→ Set task: Return every entry exactly as written.

** begin **

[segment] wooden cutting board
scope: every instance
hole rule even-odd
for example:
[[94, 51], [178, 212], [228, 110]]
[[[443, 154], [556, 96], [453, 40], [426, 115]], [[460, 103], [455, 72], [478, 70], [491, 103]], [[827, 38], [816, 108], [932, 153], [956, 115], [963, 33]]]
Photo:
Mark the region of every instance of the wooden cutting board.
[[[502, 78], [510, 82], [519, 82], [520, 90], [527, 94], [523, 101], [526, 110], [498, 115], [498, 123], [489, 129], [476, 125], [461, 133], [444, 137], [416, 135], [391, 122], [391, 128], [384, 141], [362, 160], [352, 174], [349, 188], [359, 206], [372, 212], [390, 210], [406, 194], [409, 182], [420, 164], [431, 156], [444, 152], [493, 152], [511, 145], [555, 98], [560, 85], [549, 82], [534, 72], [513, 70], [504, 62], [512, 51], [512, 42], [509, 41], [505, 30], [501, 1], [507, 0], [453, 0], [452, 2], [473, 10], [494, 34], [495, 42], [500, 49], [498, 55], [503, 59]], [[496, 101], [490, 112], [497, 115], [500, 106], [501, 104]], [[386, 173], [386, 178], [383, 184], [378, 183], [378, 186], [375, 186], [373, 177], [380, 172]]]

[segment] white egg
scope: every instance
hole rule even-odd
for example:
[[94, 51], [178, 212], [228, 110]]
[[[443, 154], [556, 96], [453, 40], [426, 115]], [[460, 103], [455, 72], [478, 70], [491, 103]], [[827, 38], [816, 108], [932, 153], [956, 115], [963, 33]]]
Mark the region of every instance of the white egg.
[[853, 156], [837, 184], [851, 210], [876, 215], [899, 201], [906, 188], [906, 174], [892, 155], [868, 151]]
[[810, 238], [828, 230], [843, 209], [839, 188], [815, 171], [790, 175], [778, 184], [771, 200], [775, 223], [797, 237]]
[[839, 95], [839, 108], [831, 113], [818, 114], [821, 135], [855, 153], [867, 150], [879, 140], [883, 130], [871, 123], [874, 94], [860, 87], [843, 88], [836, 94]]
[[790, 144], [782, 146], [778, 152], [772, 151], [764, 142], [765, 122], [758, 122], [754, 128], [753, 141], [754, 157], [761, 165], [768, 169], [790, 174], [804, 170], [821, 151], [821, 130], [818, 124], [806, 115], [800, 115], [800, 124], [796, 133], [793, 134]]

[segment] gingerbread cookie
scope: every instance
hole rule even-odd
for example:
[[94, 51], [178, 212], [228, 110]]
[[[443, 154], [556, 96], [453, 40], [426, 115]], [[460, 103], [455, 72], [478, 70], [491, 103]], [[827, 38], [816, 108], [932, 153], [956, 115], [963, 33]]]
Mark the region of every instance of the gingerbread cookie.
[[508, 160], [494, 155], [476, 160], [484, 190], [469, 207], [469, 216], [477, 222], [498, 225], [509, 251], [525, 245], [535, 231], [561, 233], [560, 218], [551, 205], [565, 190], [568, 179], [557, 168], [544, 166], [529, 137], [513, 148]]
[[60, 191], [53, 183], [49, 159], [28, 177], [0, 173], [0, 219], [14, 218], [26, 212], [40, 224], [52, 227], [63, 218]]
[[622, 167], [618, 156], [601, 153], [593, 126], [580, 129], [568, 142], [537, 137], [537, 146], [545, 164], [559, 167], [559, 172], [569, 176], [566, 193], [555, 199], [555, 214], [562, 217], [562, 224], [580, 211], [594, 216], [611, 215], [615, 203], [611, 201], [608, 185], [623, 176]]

** end **

→ Correct response:
[segment] wooden cutting board
scope: every instance
hole rule even-odd
for example:
[[94, 51], [178, 212], [228, 110]]
[[[443, 154], [556, 96], [453, 40], [426, 115]], [[460, 103], [455, 72], [478, 70], [491, 103]], [[827, 38], [816, 108], [932, 153], [956, 115], [963, 33]]]
Photo:
Mark the region of every instance of the wooden cutting board.
[[[502, 78], [510, 82], [519, 82], [520, 90], [527, 94], [523, 101], [526, 110], [498, 115], [498, 123], [489, 129], [476, 125], [461, 133], [444, 137], [416, 135], [391, 122], [391, 128], [384, 141], [362, 160], [352, 174], [349, 188], [359, 206], [372, 212], [390, 210], [406, 194], [409, 182], [420, 164], [431, 156], [444, 152], [493, 152], [511, 145], [555, 98], [560, 85], [549, 82], [534, 72], [513, 70], [504, 62], [512, 51], [512, 42], [509, 41], [505, 30], [501, 1], [507, 0], [453, 0], [452, 2], [473, 10], [494, 34], [495, 42], [500, 49], [498, 55], [503, 59]], [[496, 101], [490, 112], [497, 115], [500, 106], [501, 104]], [[386, 173], [386, 178], [383, 184], [378, 183], [378, 186], [375, 186], [373, 177], [380, 172]]]

[segment] white egg
scope: every instance
hole rule even-odd
for example:
[[94, 51], [178, 212], [228, 110]]
[[[443, 154], [556, 96], [453, 40], [426, 115]], [[460, 103], [455, 72], [478, 70], [491, 103]], [[827, 38], [816, 108], [932, 153], [956, 115], [963, 33]]]
Mark the region of every instance of the white egg.
[[853, 156], [837, 184], [851, 210], [876, 215], [899, 201], [906, 188], [906, 174], [892, 155], [868, 151]]
[[810, 238], [828, 230], [843, 209], [839, 188], [815, 171], [790, 175], [778, 184], [771, 200], [775, 223], [797, 237]]
[[839, 95], [839, 108], [831, 113], [818, 114], [821, 135], [855, 153], [867, 150], [879, 140], [883, 130], [871, 123], [874, 94], [860, 87], [843, 88], [836, 94]]
[[790, 144], [782, 146], [778, 152], [772, 151], [764, 142], [765, 122], [758, 122], [754, 128], [753, 141], [754, 157], [761, 165], [768, 169], [790, 174], [804, 170], [821, 151], [821, 130], [818, 124], [806, 115], [800, 115], [800, 124], [796, 133], [793, 134]]

[segment] gingerbread cookie
scope: every instance
hole rule even-odd
for example:
[[94, 51], [178, 212], [228, 110]]
[[[443, 154], [556, 96], [453, 40], [426, 115]], [[460, 103], [455, 72], [478, 70], [491, 103]], [[827, 38], [816, 108], [932, 153], [956, 115], [963, 33]]]
Mark the region of every instance of the gingerbread cookie.
[[508, 160], [494, 155], [476, 160], [484, 190], [469, 207], [469, 216], [477, 222], [498, 225], [509, 251], [525, 245], [535, 231], [561, 233], [560, 218], [551, 205], [565, 190], [568, 179], [557, 168], [544, 166], [529, 137], [513, 148]]
[[60, 191], [53, 183], [49, 159], [28, 177], [0, 173], [0, 219], [14, 218], [26, 212], [40, 224], [52, 227], [63, 218]]
[[622, 167], [618, 156], [601, 153], [593, 126], [580, 129], [568, 142], [537, 137], [537, 146], [545, 164], [559, 167], [559, 172], [569, 176], [566, 193], [555, 199], [555, 214], [562, 217], [562, 224], [580, 211], [594, 216], [611, 215], [615, 203], [611, 201], [608, 185], [623, 176]]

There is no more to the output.